RECORDS FOR THE TASK:
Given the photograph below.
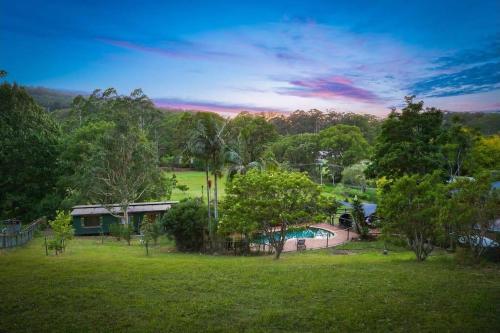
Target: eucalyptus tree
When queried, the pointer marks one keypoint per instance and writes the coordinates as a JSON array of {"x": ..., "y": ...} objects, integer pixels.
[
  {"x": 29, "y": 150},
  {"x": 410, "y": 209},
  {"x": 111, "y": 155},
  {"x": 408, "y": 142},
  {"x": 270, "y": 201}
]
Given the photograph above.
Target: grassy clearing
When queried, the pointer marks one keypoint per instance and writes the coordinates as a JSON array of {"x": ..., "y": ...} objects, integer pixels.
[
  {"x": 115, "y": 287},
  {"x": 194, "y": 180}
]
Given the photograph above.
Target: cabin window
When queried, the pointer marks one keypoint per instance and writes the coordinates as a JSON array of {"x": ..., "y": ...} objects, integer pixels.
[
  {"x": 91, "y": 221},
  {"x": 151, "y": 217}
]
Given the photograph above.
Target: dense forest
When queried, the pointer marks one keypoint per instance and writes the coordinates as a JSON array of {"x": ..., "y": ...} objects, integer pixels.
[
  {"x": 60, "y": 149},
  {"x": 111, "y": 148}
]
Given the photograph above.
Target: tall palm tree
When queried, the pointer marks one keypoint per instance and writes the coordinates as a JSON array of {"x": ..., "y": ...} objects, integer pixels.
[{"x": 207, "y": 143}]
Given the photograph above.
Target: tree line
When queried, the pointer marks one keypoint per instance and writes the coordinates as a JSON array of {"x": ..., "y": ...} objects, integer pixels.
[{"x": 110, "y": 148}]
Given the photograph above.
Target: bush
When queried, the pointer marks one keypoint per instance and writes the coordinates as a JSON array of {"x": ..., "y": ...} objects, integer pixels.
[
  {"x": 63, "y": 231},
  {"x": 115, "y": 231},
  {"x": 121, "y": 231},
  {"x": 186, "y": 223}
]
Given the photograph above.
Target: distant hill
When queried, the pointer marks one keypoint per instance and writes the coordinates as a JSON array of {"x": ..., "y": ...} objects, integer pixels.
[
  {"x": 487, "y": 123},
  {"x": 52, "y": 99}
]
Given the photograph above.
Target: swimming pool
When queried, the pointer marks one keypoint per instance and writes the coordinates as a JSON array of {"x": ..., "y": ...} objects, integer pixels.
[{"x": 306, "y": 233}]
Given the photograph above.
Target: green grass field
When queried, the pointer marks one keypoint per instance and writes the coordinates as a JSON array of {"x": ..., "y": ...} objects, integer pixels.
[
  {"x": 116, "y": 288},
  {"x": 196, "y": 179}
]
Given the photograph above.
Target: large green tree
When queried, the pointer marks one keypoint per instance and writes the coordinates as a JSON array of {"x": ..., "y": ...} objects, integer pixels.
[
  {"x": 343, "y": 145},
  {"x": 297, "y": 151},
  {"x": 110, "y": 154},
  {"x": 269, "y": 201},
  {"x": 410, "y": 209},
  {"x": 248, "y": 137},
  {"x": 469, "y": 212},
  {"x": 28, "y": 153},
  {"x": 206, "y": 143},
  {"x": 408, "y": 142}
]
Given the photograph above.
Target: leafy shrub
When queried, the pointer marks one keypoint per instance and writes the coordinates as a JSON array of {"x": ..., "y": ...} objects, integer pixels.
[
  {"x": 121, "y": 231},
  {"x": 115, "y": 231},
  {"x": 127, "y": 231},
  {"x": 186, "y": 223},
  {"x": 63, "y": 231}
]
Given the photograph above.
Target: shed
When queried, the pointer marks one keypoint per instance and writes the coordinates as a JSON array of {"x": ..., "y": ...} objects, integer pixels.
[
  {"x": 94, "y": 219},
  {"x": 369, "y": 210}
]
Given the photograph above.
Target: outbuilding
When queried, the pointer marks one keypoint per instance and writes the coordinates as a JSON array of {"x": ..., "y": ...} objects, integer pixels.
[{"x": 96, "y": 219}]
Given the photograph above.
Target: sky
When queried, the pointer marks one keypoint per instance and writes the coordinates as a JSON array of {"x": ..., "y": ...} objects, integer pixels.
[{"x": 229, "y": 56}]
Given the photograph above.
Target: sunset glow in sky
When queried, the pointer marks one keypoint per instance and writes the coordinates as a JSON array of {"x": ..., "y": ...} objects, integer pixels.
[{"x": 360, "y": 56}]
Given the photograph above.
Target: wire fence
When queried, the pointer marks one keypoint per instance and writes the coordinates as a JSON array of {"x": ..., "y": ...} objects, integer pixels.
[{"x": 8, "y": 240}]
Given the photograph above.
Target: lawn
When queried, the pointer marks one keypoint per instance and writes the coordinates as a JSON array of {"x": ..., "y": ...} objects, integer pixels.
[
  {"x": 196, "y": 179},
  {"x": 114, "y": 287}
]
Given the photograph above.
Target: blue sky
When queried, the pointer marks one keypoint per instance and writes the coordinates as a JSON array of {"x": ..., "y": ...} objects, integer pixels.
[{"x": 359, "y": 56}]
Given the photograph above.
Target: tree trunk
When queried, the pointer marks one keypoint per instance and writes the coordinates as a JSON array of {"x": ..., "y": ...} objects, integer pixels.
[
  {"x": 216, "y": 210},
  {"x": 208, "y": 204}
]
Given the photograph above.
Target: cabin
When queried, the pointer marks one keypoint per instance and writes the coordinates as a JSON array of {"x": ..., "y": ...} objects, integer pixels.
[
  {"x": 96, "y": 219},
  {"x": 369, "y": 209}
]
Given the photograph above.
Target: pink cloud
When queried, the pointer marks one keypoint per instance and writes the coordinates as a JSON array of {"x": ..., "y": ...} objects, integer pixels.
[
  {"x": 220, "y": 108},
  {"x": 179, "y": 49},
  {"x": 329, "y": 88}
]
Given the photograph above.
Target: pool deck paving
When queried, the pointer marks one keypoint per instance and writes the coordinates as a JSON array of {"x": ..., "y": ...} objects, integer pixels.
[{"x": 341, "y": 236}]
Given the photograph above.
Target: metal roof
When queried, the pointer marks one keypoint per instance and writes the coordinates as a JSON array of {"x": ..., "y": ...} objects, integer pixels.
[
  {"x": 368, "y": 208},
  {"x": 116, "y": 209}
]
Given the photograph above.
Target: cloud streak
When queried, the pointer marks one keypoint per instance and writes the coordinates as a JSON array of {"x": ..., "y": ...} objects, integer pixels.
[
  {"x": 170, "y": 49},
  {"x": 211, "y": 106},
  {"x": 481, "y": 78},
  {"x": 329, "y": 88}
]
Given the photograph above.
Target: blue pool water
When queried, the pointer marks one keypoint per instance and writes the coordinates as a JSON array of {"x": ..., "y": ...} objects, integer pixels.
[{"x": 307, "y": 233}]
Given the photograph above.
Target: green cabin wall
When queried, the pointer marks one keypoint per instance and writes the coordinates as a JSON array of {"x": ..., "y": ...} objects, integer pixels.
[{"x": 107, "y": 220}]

YOUR OBJECTIVE:
Only a number should be given: the count of lines above that contain the word "tree".

RESPONSE BOX:
5